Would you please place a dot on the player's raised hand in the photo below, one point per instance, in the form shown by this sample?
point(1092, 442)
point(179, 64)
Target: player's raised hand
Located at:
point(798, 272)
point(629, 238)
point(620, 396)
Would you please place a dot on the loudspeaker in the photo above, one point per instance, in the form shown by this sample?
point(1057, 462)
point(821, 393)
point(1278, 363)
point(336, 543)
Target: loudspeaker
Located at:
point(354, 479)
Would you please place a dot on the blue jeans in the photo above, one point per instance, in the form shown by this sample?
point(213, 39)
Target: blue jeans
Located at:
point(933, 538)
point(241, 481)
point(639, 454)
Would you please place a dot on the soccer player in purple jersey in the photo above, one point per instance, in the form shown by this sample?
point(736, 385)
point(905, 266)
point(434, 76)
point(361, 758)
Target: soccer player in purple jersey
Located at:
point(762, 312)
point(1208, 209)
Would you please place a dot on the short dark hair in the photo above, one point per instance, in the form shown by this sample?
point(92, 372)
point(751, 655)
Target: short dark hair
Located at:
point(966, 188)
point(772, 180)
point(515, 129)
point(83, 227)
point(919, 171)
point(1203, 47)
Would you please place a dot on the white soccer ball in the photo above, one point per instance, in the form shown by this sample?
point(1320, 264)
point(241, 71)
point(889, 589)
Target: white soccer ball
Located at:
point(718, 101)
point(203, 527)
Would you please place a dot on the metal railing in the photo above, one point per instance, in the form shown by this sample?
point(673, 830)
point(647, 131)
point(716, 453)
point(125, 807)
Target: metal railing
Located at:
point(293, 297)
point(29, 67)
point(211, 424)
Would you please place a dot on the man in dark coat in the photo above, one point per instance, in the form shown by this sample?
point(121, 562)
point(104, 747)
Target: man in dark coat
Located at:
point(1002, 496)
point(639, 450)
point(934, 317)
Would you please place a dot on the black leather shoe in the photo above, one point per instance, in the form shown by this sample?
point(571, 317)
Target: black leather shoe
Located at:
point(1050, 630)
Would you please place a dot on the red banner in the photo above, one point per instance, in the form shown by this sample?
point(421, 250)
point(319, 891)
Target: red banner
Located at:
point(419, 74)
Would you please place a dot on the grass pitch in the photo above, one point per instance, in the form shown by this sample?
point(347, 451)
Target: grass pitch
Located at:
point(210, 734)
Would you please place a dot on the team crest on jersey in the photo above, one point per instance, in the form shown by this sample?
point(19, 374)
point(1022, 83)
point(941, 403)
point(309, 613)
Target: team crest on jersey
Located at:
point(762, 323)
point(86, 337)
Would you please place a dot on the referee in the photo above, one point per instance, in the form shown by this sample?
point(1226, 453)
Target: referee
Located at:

※

Everything above from the line with "point(241, 71)" to the line with "Target: metal railing", both included, must be repeated exactly, and nothing outside that range.

* _WRITTEN SOLUTION_:
point(241, 71)
point(889, 589)
Target: white soccer ball
Located at:
point(718, 101)
point(203, 527)
Would you please place a dot on the metal railing in the photo above, one point per instance, in the form shown by this sample?
point(673, 830)
point(647, 131)
point(716, 453)
point(125, 807)
Target: metal railing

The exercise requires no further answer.